→ Short task: Below are some entries. Output each one exactly as it appears.

(Data records)
▼
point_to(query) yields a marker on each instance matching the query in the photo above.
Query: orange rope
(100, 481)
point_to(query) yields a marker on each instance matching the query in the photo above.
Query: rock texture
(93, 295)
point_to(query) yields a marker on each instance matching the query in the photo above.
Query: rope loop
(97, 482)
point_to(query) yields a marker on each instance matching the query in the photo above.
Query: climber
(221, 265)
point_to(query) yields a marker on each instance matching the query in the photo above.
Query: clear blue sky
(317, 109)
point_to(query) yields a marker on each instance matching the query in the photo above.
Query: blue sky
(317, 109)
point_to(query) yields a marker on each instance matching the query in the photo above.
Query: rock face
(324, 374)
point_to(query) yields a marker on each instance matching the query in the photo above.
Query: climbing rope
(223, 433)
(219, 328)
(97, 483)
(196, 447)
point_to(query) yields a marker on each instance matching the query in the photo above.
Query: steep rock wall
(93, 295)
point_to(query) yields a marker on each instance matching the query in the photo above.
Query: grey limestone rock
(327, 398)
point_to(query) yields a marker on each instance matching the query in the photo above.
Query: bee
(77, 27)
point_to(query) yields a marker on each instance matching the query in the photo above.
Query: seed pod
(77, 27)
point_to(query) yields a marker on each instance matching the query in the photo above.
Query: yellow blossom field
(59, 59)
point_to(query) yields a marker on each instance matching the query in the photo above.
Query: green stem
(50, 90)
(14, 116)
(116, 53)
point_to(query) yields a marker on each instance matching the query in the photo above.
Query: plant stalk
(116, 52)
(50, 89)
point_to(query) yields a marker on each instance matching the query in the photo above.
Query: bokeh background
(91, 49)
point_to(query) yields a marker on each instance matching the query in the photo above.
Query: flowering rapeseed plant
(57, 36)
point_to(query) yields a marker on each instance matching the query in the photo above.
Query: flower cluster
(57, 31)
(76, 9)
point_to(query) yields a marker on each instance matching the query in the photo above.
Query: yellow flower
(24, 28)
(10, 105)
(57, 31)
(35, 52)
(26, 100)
▲
→ Worked answer:
point_to(query) yields a marker on each instance matching the query in the photo above.
Query: orange rope
(100, 481)
point_to(query) yields a marker on each instance matching the query in the photo above.
Query: rock texture
(93, 295)
point_to(query) yields a marker on each instance matching the query in the photo above.
Query: rope loop
(97, 482)
point_to(query) yields a marker on each instance matching the query in the photo above.
Query: climber
(221, 265)
point_to(query) yields a marker on each instance matching the query in the photo above.
Query: clear blue sky
(317, 109)
point_to(query) yields a marker on each instance matching the query in the photo above.
Query: blue sky
(317, 109)
point_to(query) yields a marker on each instance matching the query in the photo above.
Query: rock face
(324, 374)
point_to(query) yields a marker on each instance matching the query in the photo above.
Query: climbing rope
(223, 433)
(219, 328)
(97, 483)
(196, 447)
point_to(query) yields a marker on each instance matching the query in the photo above.
Query: steep rock wall
(93, 295)
point_to(query) yields a marker on each instance matching the query in the photo above.
Query: grey limestone rock
(327, 398)
point_to(query) yields a marker on each instance matching the query in the photo above.
Query: bee
(77, 27)
point_to(query) yields a marker on each instance matching the query in the photo above.
Query: seed pod
(77, 27)
point_to(query) yields a marker on each instance matching the query in the photo above.
Query: yellow blossom field
(59, 59)
point_to(query) yields a marker on each instance matching the query in the photo above.
Query: green stem
(50, 90)
(14, 116)
(116, 53)
point_to(query) yields a marker on each instance matching the query in the photo above.
Query: plant stalk
(116, 52)
(50, 89)
point_to(query) yields a marker on each instance matching the query in the photo above.
Query: bokeh background
(91, 49)
point_to(query) yields a marker on each instance matching the query in the photo above.
Query: flowering rapeseed plant
(57, 36)
point_to(query) yields a marker on each instance matching the query in the photo above.
Query: flower cluster
(57, 31)
(76, 9)
point_to(query) yields a marker on each instance matching the query in the photo above.
Query: yellow flower
(24, 28)
(10, 105)
(57, 31)
(35, 52)
(26, 100)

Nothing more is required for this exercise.